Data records
■ ■ ■ ■ ■

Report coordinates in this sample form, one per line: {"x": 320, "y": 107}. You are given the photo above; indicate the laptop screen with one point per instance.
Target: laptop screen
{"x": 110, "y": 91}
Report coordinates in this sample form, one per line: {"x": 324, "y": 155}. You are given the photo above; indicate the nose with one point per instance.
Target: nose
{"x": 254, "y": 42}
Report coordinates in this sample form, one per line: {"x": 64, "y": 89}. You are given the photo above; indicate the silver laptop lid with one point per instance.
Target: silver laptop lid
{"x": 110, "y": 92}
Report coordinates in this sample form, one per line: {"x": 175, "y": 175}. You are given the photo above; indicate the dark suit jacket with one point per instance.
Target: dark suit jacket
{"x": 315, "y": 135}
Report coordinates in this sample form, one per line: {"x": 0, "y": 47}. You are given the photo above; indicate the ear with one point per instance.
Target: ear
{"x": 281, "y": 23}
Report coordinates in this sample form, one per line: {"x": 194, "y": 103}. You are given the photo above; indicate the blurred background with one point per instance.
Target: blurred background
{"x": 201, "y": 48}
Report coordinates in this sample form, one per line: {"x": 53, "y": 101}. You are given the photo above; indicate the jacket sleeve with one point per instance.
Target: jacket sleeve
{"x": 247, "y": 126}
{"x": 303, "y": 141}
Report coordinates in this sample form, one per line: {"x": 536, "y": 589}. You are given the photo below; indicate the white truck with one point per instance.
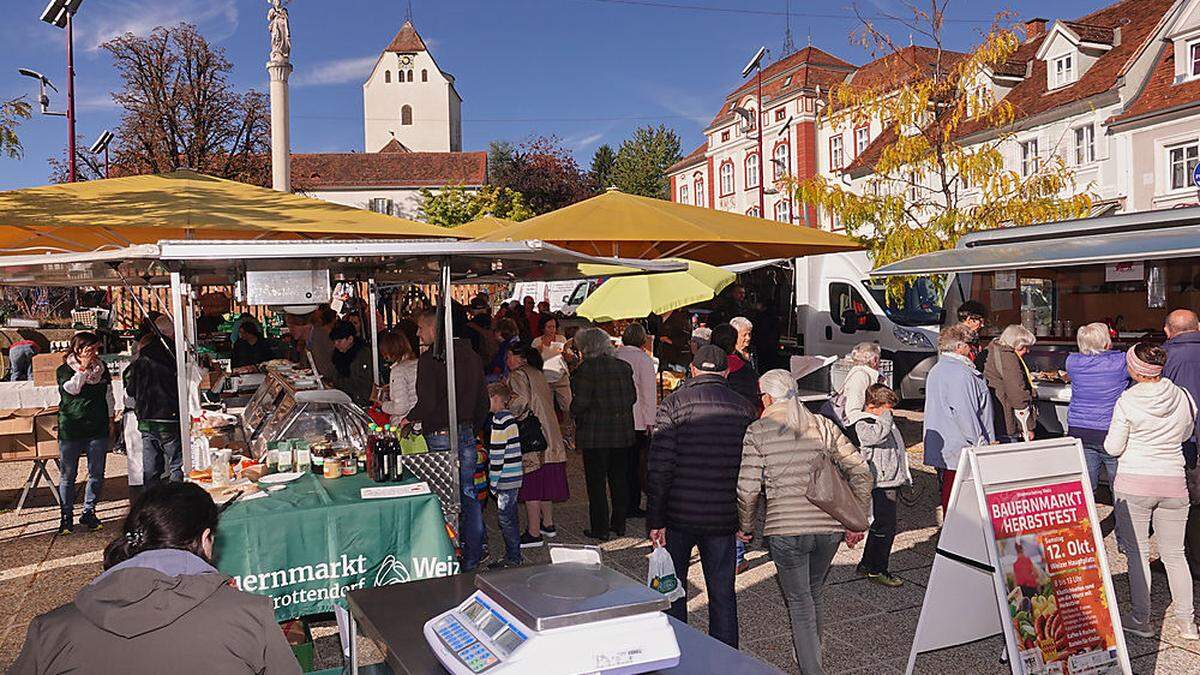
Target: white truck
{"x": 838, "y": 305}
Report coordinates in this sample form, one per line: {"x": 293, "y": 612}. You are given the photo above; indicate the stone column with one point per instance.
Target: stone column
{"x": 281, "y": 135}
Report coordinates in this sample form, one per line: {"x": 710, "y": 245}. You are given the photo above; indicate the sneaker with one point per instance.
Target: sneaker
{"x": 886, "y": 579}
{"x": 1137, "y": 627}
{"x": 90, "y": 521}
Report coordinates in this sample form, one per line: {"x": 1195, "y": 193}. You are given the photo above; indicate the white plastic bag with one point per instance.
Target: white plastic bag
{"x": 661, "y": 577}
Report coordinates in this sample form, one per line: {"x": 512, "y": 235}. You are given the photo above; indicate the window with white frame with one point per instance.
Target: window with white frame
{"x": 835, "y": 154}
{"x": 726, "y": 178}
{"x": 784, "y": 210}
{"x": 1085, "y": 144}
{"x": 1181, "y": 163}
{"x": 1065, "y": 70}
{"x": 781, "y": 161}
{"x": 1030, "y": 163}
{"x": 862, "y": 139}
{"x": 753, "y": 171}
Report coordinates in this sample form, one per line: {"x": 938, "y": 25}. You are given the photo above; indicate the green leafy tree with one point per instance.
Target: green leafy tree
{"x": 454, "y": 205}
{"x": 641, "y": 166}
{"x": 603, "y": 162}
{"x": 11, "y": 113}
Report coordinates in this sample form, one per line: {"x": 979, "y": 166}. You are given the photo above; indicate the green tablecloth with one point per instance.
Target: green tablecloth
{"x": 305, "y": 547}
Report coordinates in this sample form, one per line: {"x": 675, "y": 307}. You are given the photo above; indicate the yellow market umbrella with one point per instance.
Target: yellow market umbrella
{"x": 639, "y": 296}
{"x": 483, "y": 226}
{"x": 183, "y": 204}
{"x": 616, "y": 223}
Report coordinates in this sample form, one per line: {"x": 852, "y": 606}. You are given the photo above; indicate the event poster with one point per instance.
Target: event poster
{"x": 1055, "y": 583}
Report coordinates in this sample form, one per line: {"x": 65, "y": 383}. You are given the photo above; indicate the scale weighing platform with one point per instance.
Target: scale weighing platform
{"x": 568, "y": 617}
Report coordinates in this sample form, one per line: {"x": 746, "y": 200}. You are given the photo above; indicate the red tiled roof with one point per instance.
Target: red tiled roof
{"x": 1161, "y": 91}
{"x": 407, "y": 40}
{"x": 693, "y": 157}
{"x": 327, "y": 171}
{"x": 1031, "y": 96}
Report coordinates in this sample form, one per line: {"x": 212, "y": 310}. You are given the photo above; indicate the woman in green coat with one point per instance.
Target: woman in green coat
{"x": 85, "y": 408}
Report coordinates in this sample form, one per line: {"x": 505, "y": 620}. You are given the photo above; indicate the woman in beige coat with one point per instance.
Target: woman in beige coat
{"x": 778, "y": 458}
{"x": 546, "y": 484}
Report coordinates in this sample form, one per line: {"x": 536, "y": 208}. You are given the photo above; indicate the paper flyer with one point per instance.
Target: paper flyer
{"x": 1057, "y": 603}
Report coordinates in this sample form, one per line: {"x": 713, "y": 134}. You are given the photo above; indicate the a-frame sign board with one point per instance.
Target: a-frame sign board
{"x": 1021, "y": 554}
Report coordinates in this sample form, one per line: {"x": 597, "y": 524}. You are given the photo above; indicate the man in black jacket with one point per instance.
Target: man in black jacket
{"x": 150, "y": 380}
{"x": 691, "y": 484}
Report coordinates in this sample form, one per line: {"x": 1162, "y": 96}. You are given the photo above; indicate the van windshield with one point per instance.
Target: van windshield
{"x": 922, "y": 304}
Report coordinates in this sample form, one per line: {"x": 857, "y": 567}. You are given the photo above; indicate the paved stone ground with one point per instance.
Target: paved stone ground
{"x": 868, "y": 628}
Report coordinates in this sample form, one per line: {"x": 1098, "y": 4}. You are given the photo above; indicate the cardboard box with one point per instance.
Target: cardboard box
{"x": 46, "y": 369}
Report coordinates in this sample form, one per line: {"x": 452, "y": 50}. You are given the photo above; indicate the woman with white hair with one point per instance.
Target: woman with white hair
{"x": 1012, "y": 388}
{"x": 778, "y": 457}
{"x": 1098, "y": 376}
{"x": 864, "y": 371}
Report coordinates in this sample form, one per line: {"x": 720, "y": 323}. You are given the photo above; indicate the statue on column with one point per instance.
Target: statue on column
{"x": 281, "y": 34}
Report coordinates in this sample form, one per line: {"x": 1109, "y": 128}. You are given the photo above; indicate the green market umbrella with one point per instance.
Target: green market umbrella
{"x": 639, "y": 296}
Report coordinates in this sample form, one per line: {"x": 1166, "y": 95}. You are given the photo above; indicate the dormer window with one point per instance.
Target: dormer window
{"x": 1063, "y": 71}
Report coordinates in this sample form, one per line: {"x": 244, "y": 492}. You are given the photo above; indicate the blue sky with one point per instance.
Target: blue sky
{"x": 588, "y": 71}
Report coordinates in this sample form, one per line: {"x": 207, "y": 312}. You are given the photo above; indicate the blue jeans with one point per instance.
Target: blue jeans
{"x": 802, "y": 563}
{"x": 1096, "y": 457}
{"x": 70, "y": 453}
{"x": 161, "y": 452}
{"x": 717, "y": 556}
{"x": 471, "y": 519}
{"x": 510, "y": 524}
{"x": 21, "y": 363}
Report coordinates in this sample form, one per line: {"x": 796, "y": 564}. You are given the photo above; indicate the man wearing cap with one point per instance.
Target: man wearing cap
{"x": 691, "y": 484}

■ ■ ■ ■ ■

Directions :: Copy out all of the lines above word for word, without the pictures.

Solution for this exercise ::
Report coordinates in this sample form, one per line: {"x": 320, "y": 107}. You are given the photo above; indicate the laptop screen with one point per instance.
Target: laptop screen
{"x": 110, "y": 91}
Report coordinates in this sample form, one per line: {"x": 324, "y": 155}. You are given the photo above; indicate the nose with one point per instance.
Target: nose
{"x": 254, "y": 42}
Report coordinates in this sample form, one per line: {"x": 64, "y": 89}. You are given the photo above; indicate the silver laptop lid with one point per instance.
Target: silver laptop lid
{"x": 110, "y": 92}
Report coordinates in this sample form, one per line: {"x": 175, "y": 175}. You are given the photo above; indicate the dark suit jacket with one point per instance.
Target: dark suit jacket
{"x": 315, "y": 135}
Report coordinates in this sample form, one per line: {"x": 0, "y": 47}. You are given the photo above; indicate the ear with one point per instance.
Target: ear
{"x": 281, "y": 23}
Report coordinates in this sample form, one per line: {"x": 194, "y": 103}. You are given the photo above; indicate the blurred background with one point per instance.
Target: blurred background
{"x": 201, "y": 48}
Report coordinates in this sample form, one per line: {"x": 53, "y": 101}. You are given the photo above; indicate the jacket sleeve with one point per instance.
Target: jacket sleeve
{"x": 247, "y": 126}
{"x": 303, "y": 141}
Report coordinates in this sample form, one per line: {"x": 536, "y": 589}. You are given the photo below; indicate the white truck with one point per instance.
Target: white truck
{"x": 838, "y": 305}
Report coordinates in this sample form, one per line: {"x": 293, "y": 612}. You are given the photo above; indicate the stone column with one point per instance.
Target: stone column
{"x": 281, "y": 135}
Report coordinates in this sample form, one per line: {"x": 710, "y": 245}. You are given the photo above; indicate the sneaker with one point per instance.
Target: sneaker
{"x": 886, "y": 579}
{"x": 1137, "y": 627}
{"x": 90, "y": 521}
Report coordinates in this sample form, one per line: {"x": 1195, "y": 193}. You are given the photo above; indicate the white plastic bag with one point per instance.
Target: white plastic bag
{"x": 661, "y": 577}
Report coordinates in this sample form, one per line: {"x": 512, "y": 235}. You are given the photo above; indicate the window with white frame with one point per instance.
Target: window with white frame
{"x": 835, "y": 154}
{"x": 726, "y": 178}
{"x": 784, "y": 210}
{"x": 1085, "y": 144}
{"x": 1181, "y": 163}
{"x": 1065, "y": 70}
{"x": 781, "y": 161}
{"x": 1030, "y": 163}
{"x": 862, "y": 139}
{"x": 753, "y": 171}
Report coordinates in this sample form, one per line: {"x": 938, "y": 25}. You are given the photo above; indicate the green leafy tree with one point per instance.
Target: green leafy tree
{"x": 454, "y": 205}
{"x": 641, "y": 166}
{"x": 603, "y": 162}
{"x": 11, "y": 113}
Report coordinates in this sample form, one per line: {"x": 979, "y": 166}. You are given the photo above; indicate the green tablecloth with one point per instance.
Target: green tablecloth
{"x": 305, "y": 547}
Report coordinates in this sample form, one per line: {"x": 675, "y": 307}. You are given the photo above; indicate the yellow market umbrella with one point per instance.
Target: yellow market umbrella
{"x": 639, "y": 296}
{"x": 483, "y": 226}
{"x": 183, "y": 204}
{"x": 616, "y": 223}
Report coordinates in this sample form, one per line: {"x": 852, "y": 606}. You are given the photo above; indicate the event poster with one point per instance.
Target: event poster
{"x": 1055, "y": 583}
Report coordinates in this sample form, one per line: {"x": 65, "y": 383}. You are given the photo above; indicate the scale weighing platform with one point per instance.
Target: scale weighing platform
{"x": 568, "y": 617}
Report coordinates in this sample form, one per line: {"x": 746, "y": 200}. You are given the photo above; indicate the red tiled roof with one point per instance.
Target: red tiled roof
{"x": 1161, "y": 91}
{"x": 407, "y": 40}
{"x": 693, "y": 157}
{"x": 327, "y": 171}
{"x": 1031, "y": 96}
Report coordinates in this sample form, one per line: {"x": 212, "y": 310}. You are given the photo above; indicate the woman in green coat with one point per instance.
Target: woman in green coat
{"x": 85, "y": 408}
Report coordinates in this sample form, one per line: {"x": 505, "y": 620}. You are given the photo above; indicate the woman in beige coat with one point per instance.
Target: woman in beige coat
{"x": 778, "y": 458}
{"x": 546, "y": 484}
Report coordinates in this sample form, one per line: {"x": 536, "y": 208}. You are given the photo above; indicate the paper flyer with one point per instance.
Target: paper flyer
{"x": 1057, "y": 603}
Report coordinates in this sample form, one per line: {"x": 713, "y": 134}. You are given the photo above; indicate the a-frame sign board with one point per instance.
Target: a-frame sign board
{"x": 1021, "y": 554}
Report coordinates in this sample form, one per line: {"x": 597, "y": 524}. You are given the photo above; indicate the man in black jacket with one point per instance.
Target: man in black jacket
{"x": 150, "y": 380}
{"x": 691, "y": 484}
Report coordinates in this sample form, one per line: {"x": 1162, "y": 96}. You are given the photo above; indicate the van windshield with one point per instance.
Target: van windshield
{"x": 922, "y": 304}
Report coordinates in this sample form, one per line: {"x": 857, "y": 567}. You are given the photo above; indicate the paved stone ground with one point per instance.
Target: paved stone ground
{"x": 868, "y": 628}
Report coordinates in this sample form, one per line: {"x": 1098, "y": 4}. You are given the photo above; indicate the cardboard box with one point per instance.
Target: cardboard box
{"x": 46, "y": 369}
Report coordinates in this sample form, one per line: {"x": 452, "y": 50}. You are given the photo above; indicate the woman with white hair with one point per instance.
Target: woman with white hair
{"x": 1012, "y": 388}
{"x": 778, "y": 457}
{"x": 1098, "y": 376}
{"x": 864, "y": 371}
Report coordinates in this sample form, one per line: {"x": 720, "y": 323}. You are given the photo above; indicate the statue on column with one point per instance.
Target: statue on column
{"x": 281, "y": 34}
Report coordinates in this sample form, one per line: {"x": 1109, "y": 128}. You are given the photo above; indicate the green market umbrella with one point per instance.
Target: green market umbrella
{"x": 639, "y": 296}
Report coordinates in this sample form, one per line: {"x": 1166, "y": 95}. You are given the photo above; indicate the dormer window with one point per instance.
Target: dormer window
{"x": 1063, "y": 71}
Report coordinates in this sample form, one per line: {"x": 244, "y": 492}. You are given the photo above; indicate the blue sky with one point per instance.
Target: blue sky
{"x": 588, "y": 71}
Report coordinates in this sample form, one per line: {"x": 207, "y": 312}. You are given the photo above; indicate the blue jeans with one point per instance.
Target: blue jeans
{"x": 802, "y": 563}
{"x": 1096, "y": 457}
{"x": 70, "y": 453}
{"x": 161, "y": 452}
{"x": 717, "y": 556}
{"x": 471, "y": 519}
{"x": 510, "y": 524}
{"x": 21, "y": 363}
Report coordinates in this sample form, one per line: {"x": 796, "y": 564}. You are given the photo above; indicate the man wearing cap with one point per instance.
Target: man wearing cap
{"x": 691, "y": 484}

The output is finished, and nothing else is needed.